Supplied passage:
Because the jury was initially set up in partial fulfillment of a research project, its surprising success required that the researchers negotiate its sustainability with IBBY Chile. Several options were discussed for ensuring the continuation of the jury. One option was to carry on a volunteer basis, asking children or schools to participate and then to find a way to get some of the books to them.

Lessons learnt

The work was an act of negotiation between several goals. The organizers wanted to build on the reading-promotion impact that enlisting a child jury would have. The researchers on their part were more focused on understanding the choices the children were making.

“Child jurors require more deliberation time than adult jurors. As a result, the winner in the children’s jury selection category received a medal without their name engraved on it because the jury was unable to conclude its deliberations in time for the ceremony preparations!”

Task instructions:
Using the passage on the child jury, answer each question below.
1. In partial fulfillment of what was the jury initially set up?
2. What were the researchers more focused on?
3. Why did the winner in the children's jury selection category receive a medal without their name engraved on it?

Records shown:
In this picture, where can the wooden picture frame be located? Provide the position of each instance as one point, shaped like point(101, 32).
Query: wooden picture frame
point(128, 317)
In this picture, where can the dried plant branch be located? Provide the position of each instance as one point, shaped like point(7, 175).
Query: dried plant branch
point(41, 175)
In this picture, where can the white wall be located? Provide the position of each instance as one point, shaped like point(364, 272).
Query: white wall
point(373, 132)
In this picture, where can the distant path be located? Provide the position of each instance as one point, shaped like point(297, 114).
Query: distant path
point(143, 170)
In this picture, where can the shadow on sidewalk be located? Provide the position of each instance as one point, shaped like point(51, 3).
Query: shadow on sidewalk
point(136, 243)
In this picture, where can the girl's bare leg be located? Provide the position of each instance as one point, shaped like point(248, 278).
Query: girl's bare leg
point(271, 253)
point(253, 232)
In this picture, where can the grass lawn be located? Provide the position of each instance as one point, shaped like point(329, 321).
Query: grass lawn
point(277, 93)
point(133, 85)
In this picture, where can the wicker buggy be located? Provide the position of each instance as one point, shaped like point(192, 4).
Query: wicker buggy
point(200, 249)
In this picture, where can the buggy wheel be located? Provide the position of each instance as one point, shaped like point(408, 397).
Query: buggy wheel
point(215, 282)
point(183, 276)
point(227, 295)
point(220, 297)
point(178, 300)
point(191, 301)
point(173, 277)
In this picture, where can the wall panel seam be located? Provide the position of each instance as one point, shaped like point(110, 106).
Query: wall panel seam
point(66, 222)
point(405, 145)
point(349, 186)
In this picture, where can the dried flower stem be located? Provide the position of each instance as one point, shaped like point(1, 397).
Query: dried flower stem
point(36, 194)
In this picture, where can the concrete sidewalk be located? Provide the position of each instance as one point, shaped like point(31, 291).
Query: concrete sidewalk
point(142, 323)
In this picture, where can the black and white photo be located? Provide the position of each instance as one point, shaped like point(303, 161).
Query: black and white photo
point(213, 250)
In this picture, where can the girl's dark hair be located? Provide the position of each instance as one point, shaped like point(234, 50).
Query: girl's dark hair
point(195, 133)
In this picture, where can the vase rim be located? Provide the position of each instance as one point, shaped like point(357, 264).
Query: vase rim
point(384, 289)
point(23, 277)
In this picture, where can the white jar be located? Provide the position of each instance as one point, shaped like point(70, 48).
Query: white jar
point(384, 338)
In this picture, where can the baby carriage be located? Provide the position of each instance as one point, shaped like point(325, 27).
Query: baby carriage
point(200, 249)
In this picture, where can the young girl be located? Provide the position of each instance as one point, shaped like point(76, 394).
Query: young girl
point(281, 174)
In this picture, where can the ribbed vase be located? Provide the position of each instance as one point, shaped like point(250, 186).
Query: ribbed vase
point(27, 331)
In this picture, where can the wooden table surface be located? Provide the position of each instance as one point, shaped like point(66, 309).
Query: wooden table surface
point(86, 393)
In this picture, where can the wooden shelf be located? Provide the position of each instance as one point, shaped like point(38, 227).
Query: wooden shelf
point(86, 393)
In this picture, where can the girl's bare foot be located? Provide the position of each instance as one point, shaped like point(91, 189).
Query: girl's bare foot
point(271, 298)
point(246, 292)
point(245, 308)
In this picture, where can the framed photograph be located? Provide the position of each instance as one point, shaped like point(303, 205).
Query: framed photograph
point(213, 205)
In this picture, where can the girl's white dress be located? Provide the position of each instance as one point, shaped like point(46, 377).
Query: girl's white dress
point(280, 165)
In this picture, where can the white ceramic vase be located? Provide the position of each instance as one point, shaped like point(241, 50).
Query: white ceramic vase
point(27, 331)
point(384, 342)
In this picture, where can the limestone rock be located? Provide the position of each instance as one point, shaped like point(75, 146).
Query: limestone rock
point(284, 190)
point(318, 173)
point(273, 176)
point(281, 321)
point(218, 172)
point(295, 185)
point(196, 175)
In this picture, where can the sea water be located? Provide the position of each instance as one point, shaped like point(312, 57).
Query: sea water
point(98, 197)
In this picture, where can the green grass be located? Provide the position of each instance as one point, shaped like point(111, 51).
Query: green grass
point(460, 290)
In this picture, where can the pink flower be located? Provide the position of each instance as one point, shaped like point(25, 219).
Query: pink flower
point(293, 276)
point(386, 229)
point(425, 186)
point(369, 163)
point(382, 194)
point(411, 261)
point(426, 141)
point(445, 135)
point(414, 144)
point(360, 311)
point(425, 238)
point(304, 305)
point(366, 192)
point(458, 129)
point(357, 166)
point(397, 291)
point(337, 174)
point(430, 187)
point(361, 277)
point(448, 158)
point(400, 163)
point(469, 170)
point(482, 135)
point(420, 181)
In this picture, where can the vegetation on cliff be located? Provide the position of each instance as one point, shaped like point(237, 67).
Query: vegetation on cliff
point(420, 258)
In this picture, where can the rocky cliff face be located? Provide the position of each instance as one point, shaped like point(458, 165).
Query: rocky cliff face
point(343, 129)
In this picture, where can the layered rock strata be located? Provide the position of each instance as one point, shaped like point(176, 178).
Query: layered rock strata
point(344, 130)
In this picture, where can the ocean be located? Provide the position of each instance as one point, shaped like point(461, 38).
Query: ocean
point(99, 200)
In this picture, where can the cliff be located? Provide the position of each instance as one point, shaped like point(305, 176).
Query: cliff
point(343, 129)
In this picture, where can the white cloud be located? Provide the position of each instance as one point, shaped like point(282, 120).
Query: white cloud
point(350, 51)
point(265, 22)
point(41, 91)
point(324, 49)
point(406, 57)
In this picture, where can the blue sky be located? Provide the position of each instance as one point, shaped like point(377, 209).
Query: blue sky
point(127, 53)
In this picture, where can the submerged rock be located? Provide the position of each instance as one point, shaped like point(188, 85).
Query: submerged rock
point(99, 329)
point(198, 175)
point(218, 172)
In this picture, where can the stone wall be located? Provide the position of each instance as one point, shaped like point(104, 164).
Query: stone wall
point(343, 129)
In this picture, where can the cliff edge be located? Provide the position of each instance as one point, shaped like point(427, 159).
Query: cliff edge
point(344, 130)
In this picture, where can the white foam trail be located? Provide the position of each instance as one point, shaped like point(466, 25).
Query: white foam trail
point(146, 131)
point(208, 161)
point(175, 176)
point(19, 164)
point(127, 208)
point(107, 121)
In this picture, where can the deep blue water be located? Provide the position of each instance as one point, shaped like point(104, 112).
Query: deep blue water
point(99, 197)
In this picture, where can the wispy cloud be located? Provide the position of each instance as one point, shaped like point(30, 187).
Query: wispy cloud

--

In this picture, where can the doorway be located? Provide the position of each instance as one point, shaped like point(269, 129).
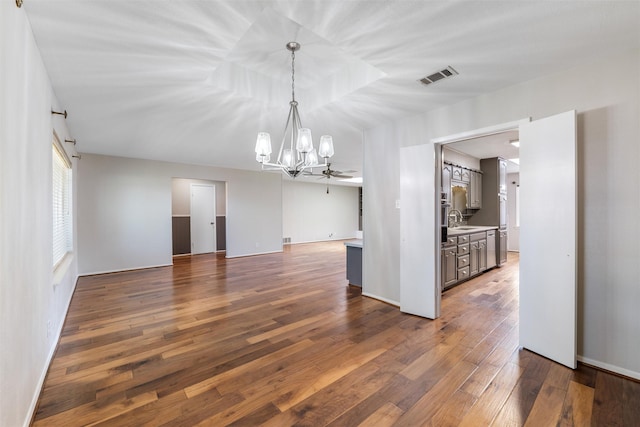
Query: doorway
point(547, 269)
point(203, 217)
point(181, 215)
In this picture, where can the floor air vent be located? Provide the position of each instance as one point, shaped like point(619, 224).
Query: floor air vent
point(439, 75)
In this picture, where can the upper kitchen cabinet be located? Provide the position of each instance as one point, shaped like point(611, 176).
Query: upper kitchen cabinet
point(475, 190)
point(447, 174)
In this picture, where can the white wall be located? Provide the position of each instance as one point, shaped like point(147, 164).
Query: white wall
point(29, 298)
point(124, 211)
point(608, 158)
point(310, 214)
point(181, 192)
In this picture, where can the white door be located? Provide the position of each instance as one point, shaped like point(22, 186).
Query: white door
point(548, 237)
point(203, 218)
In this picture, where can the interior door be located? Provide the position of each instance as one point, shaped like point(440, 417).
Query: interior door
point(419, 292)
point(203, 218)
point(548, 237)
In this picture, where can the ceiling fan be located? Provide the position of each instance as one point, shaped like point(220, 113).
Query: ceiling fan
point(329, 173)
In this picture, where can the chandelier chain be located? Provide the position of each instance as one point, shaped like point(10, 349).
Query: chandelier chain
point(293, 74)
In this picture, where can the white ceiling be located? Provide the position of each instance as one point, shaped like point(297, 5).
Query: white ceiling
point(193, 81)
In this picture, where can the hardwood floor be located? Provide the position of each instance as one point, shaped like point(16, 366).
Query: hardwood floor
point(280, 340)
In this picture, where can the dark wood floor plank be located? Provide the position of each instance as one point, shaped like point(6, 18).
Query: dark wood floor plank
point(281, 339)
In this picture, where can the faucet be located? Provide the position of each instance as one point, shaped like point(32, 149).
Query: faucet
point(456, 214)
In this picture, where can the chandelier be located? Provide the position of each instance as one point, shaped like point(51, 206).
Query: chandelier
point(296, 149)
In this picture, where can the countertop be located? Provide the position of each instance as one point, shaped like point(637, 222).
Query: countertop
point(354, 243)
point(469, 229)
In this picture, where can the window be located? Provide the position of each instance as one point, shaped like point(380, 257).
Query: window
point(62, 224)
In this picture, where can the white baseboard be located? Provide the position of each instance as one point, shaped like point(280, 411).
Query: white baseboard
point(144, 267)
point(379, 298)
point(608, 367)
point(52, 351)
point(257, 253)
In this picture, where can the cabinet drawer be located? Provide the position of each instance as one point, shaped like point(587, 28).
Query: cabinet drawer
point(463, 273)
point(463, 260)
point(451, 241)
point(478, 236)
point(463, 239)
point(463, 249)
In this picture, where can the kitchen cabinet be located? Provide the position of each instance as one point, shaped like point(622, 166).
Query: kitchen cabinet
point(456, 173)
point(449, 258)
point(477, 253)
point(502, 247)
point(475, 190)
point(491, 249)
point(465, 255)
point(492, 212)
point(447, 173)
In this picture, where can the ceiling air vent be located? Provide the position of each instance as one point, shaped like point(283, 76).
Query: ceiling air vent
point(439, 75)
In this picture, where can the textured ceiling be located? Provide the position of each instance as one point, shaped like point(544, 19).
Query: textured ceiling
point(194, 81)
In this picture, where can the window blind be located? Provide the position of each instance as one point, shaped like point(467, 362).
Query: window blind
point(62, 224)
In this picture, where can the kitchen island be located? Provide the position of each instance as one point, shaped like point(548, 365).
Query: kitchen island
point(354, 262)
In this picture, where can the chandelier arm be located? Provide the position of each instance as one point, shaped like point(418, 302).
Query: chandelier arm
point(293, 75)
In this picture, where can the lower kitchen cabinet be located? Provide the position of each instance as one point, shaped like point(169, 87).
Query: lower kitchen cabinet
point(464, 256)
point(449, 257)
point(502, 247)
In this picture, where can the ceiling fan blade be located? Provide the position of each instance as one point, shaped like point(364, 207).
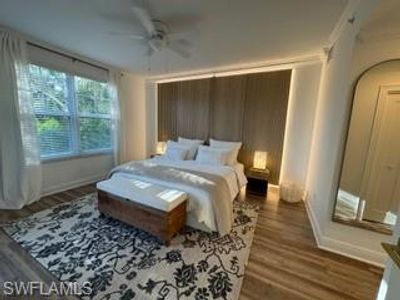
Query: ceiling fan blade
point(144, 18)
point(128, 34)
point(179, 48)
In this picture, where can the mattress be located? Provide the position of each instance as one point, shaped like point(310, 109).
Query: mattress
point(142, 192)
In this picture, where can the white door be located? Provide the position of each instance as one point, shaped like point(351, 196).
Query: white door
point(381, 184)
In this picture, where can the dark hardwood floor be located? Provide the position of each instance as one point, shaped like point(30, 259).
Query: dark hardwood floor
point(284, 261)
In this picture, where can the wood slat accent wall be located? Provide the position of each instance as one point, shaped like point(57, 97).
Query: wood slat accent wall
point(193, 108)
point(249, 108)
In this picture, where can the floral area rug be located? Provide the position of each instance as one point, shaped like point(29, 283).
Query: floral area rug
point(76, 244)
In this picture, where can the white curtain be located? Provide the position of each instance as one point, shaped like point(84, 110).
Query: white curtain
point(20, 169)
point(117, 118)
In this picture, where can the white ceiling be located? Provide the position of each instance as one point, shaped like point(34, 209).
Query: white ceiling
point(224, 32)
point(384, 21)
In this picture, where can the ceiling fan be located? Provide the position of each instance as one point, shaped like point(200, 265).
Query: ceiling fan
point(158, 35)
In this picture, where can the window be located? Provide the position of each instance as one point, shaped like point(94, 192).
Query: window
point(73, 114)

Exercise result:
1. A research project.
2. Understanding the choices the children were making.
3. The jury was unable to conclude its deliberations in time for the ceremony preparations.